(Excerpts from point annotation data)

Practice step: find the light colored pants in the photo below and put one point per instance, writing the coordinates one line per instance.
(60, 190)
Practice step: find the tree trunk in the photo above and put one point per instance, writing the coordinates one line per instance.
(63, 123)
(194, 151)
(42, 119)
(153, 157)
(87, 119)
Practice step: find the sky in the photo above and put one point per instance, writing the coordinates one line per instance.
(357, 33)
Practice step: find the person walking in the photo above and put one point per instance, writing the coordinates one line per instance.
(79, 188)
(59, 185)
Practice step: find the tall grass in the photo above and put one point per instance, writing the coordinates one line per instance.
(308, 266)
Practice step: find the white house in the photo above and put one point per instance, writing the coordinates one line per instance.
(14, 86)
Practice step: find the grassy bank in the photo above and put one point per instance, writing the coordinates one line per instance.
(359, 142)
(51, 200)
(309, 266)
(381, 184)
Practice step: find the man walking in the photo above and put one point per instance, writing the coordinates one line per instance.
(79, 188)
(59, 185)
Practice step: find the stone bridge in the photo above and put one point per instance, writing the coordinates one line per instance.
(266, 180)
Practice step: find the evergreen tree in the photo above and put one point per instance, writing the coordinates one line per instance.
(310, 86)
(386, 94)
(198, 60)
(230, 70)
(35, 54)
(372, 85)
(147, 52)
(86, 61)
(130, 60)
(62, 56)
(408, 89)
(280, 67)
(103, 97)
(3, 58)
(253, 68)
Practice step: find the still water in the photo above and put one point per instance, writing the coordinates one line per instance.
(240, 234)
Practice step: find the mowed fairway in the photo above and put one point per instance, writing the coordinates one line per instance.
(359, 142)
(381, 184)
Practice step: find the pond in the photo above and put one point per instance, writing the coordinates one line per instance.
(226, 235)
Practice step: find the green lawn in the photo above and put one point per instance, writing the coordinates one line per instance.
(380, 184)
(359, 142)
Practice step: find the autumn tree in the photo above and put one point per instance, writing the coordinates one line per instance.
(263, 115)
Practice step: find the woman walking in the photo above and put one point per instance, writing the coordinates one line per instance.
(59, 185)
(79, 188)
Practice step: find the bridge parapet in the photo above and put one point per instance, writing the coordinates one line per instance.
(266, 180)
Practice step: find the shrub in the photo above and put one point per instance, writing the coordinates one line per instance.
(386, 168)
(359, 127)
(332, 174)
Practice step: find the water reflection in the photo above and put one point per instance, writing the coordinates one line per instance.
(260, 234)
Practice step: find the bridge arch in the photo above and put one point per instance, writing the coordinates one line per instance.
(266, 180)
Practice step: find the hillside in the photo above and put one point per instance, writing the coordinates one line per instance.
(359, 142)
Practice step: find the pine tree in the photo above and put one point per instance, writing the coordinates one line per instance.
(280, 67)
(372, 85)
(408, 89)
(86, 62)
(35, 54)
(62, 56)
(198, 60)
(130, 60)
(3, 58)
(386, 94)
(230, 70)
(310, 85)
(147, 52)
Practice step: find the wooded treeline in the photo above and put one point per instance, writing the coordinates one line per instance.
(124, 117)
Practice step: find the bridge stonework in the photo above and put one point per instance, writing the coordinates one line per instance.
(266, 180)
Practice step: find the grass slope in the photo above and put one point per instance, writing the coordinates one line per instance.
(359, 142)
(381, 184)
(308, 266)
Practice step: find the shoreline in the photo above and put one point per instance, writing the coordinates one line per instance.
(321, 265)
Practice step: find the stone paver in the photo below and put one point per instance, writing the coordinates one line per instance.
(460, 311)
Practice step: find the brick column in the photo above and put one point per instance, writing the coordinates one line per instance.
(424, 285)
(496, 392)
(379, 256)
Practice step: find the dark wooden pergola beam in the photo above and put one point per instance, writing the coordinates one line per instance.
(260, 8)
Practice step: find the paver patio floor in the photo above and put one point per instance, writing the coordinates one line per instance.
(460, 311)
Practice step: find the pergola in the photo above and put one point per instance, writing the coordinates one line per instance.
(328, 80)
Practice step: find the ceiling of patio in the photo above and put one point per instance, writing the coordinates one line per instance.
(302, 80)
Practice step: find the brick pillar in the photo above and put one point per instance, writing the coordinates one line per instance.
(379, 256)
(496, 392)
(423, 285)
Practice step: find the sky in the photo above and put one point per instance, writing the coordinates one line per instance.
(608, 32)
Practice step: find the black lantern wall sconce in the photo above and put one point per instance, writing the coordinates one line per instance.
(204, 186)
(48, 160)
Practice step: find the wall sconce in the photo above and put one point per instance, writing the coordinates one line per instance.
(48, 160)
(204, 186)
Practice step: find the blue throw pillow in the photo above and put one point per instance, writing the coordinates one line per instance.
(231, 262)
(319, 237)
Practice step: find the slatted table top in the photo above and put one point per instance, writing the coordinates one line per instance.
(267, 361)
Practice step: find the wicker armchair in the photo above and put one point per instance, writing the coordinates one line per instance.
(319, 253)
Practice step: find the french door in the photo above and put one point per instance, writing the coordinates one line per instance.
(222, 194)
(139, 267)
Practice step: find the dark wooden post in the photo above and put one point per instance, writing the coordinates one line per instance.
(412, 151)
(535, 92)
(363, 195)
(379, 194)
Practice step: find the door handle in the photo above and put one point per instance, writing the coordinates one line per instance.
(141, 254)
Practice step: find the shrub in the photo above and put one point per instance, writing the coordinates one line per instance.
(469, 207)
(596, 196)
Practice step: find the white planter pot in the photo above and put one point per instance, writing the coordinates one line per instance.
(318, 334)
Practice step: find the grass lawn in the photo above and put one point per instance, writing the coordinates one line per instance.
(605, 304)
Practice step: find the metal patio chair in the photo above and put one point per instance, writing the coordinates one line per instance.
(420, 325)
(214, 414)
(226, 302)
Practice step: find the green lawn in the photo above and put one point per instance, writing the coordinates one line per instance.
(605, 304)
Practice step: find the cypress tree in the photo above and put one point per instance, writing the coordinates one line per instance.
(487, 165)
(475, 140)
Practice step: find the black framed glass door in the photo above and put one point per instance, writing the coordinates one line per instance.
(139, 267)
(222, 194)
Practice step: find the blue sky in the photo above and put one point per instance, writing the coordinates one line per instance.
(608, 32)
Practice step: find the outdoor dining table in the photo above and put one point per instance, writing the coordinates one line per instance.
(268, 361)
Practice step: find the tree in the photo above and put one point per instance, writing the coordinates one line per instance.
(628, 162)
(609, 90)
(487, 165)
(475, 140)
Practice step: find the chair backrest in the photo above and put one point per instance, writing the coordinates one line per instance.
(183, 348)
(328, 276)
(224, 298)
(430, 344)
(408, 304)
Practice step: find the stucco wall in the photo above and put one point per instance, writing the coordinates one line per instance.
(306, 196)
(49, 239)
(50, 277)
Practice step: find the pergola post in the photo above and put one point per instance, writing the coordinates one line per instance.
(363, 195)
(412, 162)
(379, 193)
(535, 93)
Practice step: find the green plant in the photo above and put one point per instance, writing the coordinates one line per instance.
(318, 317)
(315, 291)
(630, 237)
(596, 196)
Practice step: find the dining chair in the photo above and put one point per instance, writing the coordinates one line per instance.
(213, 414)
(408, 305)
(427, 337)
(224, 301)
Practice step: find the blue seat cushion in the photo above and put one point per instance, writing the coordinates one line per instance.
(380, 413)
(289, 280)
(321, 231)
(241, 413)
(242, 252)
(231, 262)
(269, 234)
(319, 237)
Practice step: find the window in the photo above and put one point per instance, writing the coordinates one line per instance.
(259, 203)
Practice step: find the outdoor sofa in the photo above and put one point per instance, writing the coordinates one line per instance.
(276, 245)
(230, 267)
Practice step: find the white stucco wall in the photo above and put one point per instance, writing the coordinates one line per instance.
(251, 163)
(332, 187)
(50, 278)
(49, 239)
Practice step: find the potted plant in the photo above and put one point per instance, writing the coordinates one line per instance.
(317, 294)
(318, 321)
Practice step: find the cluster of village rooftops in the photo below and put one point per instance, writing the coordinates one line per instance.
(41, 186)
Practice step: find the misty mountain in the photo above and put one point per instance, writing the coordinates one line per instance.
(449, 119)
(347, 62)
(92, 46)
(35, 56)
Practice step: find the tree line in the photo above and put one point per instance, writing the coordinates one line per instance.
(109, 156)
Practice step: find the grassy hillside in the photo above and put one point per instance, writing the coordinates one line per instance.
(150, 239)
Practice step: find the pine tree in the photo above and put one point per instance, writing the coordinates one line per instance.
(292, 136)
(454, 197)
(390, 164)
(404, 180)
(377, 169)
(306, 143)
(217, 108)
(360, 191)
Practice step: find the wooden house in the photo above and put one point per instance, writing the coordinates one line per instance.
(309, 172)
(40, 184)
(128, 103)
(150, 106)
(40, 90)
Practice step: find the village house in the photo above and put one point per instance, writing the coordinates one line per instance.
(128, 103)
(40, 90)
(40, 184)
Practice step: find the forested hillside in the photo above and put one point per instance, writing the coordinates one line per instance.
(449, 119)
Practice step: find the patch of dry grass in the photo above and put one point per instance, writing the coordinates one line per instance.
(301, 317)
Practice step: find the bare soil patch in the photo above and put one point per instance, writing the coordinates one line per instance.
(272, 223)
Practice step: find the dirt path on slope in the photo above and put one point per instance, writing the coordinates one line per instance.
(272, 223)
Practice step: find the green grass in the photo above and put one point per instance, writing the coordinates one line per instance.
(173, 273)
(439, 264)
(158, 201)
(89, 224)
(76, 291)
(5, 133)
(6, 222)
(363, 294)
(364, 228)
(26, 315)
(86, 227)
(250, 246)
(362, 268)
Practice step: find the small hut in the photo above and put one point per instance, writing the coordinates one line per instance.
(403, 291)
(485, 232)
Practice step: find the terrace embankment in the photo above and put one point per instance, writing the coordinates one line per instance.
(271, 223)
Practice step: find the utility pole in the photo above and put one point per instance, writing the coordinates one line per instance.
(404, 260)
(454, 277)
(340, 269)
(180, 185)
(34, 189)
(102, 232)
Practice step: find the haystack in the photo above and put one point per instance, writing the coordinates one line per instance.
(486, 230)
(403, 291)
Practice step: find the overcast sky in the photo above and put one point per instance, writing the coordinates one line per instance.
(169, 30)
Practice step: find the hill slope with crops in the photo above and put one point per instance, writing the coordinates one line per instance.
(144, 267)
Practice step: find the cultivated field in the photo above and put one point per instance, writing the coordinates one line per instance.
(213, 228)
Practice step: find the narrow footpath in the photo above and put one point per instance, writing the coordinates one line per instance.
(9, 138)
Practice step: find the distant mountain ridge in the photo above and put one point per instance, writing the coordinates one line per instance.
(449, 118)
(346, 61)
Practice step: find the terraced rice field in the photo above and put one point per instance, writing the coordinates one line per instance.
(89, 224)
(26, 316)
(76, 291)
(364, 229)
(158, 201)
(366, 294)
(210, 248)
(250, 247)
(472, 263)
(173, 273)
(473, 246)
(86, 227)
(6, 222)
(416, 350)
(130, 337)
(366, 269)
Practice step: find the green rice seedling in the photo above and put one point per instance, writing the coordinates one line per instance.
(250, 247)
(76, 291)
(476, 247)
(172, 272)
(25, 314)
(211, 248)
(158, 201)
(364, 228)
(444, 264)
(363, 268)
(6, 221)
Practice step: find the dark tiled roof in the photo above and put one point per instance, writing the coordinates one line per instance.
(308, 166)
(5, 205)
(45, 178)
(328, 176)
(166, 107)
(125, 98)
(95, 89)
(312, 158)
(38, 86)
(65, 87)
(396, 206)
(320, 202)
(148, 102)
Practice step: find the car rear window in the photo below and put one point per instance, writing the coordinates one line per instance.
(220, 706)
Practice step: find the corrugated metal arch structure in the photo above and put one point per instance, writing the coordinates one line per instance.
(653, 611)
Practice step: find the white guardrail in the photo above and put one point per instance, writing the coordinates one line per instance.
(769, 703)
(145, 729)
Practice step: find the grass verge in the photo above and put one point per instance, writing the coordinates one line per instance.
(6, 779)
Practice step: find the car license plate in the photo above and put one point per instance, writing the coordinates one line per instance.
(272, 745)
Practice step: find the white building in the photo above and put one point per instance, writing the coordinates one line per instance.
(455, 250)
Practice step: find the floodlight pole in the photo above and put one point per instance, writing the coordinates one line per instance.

**REQUIRED WORK:** Please format the records as a numbered list, starting at the line containing "Practice step: find the white guardrail" and ending at the final line of the records, and leave out any blank lines.

**EXERCISE ANSWER:**
1. Practice step: find the white guardrail in the photo above and put one point per instance, writing the coordinates one line per instance.
2. (769, 703)
3. (145, 729)
4. Practice step: find the grass verge in the photo above and put one point per instance, writing the coordinates one line per instance.
5. (6, 779)
6. Practice step: find the car license plate in the photo above and put one point per instance, writing the coordinates one line per instance.
7. (272, 745)
8. Practice step: find the white building in the photo above and put one point per instance, writing the coordinates one line per instance.
9. (455, 250)
10. Practice step: find the floodlight pole in the photo above and put one point per instance, writing the coordinates one line per instance.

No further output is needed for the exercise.